→ Source passage
^^^^
Interior Health researching options for future rural lab services

IH is starting a two-year process to create a sustainability strategy for their Lab Services.

Interior Health is starting a two-year process to create a sustainability strategy for their Lab Services to ensure that the health authority can keep up with the growing demand.

A memo was circulated in July informing staff about the upcoming strategy.

“The bottom line is that the way we’re doing business is not sustainable,” said Marty Woods, Interior Health’s Regional Director of Lab Services. “We’re seeing a consistent increase in the volume of demands, as well as a demand for more complex testing.”

Another issue affecting the sustainability of the service is staffing. Right now 29 per cent of the lab staff are 55 or older, and within the next decade that number will increase by another 19 per cent.

“These numbers are not just in Golden, but are typical throughout the region,” said Woods.

The engagement process for the study will begin in the fall when more staff are back from vacation and they can explore the best options for the future. There are several rural hospitals that may, or may not, be affected including Golden, Invermere and Revelstoke.

“We’re going to look at each hospital and decide the best option. For Golden that may mean some changes, but it may not. We may look at Golden and decide that nothing should change,” said Woods. “There won’t be any cookie-cutter solutions that will be imposed on every community.”
^^^^
→ Data segment

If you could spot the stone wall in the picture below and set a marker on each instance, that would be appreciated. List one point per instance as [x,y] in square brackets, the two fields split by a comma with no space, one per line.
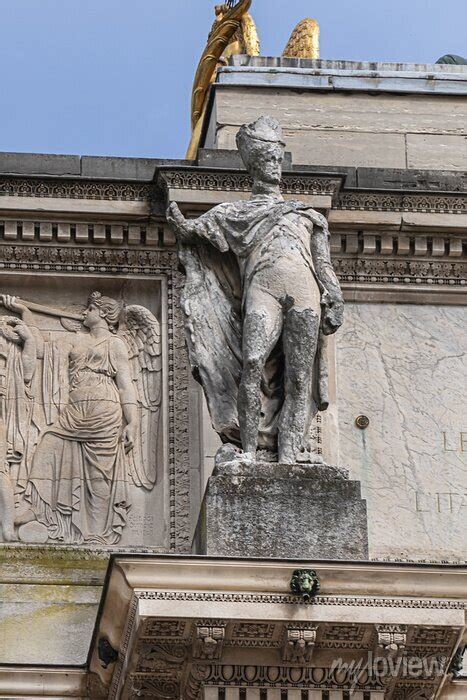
[397,116]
^^^^
→ Exercise objective
Go on with the article about Interior Health's plans for rural lab services, starting right after its last sentence. The listing has nothing to do with what comes next.

→ Response to the task
One possibility they will be looking into is centralizing the lab testing to Kelowna, where they can keep it fully staffed and operate 24 hours a day, seven days a week.

Nothing will change in patient care in Golden, says Woods. All samples will continue to be taken at the local hospital as it is now. If more samples are being couriered to Kelowna there is the possibility that results may take longer. But given that lab staff will be working around the clock in Kelowna, depending on the day the sample is taken, results could actually come in faster, says Woods.

“Some samples from Golden, as it is right now, are being taken to Cranbrook…if that same sample gets taken to Kelowna, say on the weekend, the result might come in faster than it would have if Cranbrook had to wait until Monday.”

Golden’s location, and its relative isolation, will be taken into consideration before any decisions are made.

“Change can be very alarming to some people, it introduces a lot of unknowns, and we completely understand that,” said Woods. “But patient care remains our top priority.”